__Fragmento proporcionado__:
%%

LA CAMPANA DE LA ALMUDAINA, DRAMA ORIGINAL DE DON JUAN PALOU Y COLL.

LA


CAMPANA
DE LA ALMUDAINA,


DRAMA
ORIGINAL DE


DON
JUAN PALOU Y COLL.


I.


Isla
dorada llaman a Mallorca sus naturales, y bien pudieran llamarla Isla
de oro. Una sonrisa de Dios la hizo brotar llena de hermosura en
medio de las aguas del Mediterráneo. La cobija con amor un cielo de
azul claro, la orean aires puros y deleitables y sus entrañas
dadivosas pagan con usura la solicitud del hombre.
En las cumbres
de sus montañas altísimas crecen el romero, el boj, el tomillo, el
lentisco, el brezo, el enebro y la alhucema, cual si quisiesen
aromatizar de cerca el trono del Señor: más abajo se asientan y
fortalecen espesos bosques de pinos y encinas; en las laderas los
olivares hacen ostentación de su fruto bendecido, y en las faldas
mil viñas, huertas y jardines lujosamente desplegan su
pomposa ufanía. El marinero percibe desde lejos el olor suavísimo
de los limoneros y naranjales que piadosas le traen las auras del
mar. Corren por todas partes las aguas, ora sueltas y libres entre
olmos y álamos blancos, ora aprisionadas en multitud de acequias
toscas vestidas de yedra y musgo. El caserío de pueblos y aldeas,
tan pronto se encarama desparramándose por los riscos y pendientes,
cual bandada de palomas que hacen alto, como se ajunta y recoge en
hondos valles a manera de ovejas que se apiñan a los gritos del
pastor. El frecuente contraste que forman las magnificencias del
cultivo con los horrores más sublimes de la naturaleza salvaje, da a
los paisajes de la isla un carácter maravilloso de originalidad.

¿Qué mucho que trinen ruiseñores en un vergel tan floreciente
y deleitoso?
¿Qué mucho que en tan poético país haya poetas
de valía?


Rigurosa
justicia es, y nada más, dar entre ellos el asiento de preferencia a
uno de los restauradores más beneméritos del habla
lemosina
, Mariano Aguiló, que ha versificado siempre en
este antiguo y glorioso idioma, en menoscabo de la extendida
celebridad que merece, pero con singular provecho de sus propias
concepciones. Digno rival, a veces, de Tomas Moore, deslumbra
con la esplendidez de su fantasía exuberante, otras parece inspirado
por la musa de Schiller; tal es la profunda intención de su lirismo
y la magistral sobriedad que en sus baladas históricas y
tradicionales resplandece. Quien haya leído Esperanza, Una visita a
los muertos, El entendimiento y el amor, A un ciprés, A Dios, D.

%%

Un bloque de datos
%%

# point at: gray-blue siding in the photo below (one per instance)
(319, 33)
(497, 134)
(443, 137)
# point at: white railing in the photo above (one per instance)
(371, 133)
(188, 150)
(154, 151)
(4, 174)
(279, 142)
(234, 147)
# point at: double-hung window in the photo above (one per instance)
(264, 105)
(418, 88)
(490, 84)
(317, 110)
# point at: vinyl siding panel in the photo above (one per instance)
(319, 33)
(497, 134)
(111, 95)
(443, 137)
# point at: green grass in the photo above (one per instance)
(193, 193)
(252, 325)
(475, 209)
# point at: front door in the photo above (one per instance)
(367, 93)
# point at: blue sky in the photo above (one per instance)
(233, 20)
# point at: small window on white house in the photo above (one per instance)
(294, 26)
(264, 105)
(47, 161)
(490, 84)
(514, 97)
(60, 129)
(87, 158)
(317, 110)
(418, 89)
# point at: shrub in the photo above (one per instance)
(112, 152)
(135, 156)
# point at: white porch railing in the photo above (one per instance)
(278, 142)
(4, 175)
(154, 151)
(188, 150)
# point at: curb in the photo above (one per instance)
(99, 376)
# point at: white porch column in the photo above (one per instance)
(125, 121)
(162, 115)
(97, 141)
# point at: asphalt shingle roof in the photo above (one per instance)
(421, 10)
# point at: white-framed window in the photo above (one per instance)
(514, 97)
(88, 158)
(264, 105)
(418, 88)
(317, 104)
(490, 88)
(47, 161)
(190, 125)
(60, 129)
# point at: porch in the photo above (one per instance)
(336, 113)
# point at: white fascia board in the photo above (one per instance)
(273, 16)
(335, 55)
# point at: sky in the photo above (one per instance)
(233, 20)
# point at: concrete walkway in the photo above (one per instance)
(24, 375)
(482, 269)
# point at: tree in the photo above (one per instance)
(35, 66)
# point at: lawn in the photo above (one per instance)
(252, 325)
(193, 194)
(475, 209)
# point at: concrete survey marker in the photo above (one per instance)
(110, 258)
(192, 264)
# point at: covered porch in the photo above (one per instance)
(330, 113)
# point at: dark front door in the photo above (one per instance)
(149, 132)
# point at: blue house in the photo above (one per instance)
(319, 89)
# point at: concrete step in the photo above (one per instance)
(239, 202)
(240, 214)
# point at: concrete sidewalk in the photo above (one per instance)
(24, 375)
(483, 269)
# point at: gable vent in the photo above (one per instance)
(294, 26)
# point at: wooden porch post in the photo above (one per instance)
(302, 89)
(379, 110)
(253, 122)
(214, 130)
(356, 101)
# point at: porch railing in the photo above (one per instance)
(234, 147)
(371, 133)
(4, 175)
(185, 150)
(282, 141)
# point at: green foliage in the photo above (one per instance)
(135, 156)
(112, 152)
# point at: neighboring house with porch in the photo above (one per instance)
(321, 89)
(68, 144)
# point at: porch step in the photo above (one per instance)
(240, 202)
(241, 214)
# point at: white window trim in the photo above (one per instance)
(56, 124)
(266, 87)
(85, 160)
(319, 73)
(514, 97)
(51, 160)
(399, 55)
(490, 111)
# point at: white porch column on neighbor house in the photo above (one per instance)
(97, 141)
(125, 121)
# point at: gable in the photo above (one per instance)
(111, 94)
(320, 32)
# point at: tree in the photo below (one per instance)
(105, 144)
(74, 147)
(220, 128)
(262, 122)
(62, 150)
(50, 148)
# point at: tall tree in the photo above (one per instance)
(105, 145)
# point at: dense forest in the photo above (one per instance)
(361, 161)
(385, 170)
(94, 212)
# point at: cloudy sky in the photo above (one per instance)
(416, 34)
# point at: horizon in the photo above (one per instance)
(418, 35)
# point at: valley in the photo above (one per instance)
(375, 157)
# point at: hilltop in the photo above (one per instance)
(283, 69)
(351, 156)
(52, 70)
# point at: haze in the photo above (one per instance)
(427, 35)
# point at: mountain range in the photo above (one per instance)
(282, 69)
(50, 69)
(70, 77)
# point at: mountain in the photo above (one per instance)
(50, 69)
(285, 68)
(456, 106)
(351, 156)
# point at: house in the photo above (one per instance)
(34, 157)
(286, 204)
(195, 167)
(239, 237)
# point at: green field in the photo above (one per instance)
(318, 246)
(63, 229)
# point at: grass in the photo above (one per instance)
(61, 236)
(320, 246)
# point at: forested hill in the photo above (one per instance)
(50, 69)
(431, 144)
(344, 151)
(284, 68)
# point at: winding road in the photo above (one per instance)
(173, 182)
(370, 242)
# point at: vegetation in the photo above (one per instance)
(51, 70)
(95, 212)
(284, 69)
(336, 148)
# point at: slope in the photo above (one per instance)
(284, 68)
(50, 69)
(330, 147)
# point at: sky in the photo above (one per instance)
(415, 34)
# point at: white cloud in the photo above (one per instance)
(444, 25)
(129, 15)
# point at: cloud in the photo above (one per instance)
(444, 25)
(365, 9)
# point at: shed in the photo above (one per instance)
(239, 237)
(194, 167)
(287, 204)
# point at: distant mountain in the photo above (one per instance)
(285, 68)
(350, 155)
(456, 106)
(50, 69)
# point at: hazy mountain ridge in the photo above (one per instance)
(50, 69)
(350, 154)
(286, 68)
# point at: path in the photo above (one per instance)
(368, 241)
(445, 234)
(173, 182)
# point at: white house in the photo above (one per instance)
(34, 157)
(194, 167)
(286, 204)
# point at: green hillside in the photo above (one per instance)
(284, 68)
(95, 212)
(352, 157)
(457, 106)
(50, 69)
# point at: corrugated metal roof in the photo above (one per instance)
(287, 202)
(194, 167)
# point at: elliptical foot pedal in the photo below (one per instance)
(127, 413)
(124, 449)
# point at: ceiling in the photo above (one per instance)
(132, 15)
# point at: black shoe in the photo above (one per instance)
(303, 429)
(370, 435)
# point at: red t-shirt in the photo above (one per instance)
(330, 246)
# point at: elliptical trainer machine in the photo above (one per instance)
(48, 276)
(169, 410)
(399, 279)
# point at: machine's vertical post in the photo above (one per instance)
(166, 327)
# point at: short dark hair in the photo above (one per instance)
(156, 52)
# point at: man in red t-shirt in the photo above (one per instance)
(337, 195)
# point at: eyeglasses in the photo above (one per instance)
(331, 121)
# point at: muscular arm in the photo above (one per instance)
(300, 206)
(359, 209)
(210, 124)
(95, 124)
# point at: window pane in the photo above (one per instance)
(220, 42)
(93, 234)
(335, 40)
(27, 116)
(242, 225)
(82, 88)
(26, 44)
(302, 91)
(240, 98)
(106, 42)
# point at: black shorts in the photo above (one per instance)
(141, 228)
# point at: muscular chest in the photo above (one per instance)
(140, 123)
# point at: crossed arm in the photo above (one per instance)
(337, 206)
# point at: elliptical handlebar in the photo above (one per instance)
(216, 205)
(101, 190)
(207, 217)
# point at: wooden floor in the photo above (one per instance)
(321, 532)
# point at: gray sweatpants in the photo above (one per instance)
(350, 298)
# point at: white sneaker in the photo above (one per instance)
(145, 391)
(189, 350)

%%

__Tarea__: Indique, según el fragmento, qué nombre dan a Mallorca sus naturales.

__Respuesta__: La llaman «Isla dorada».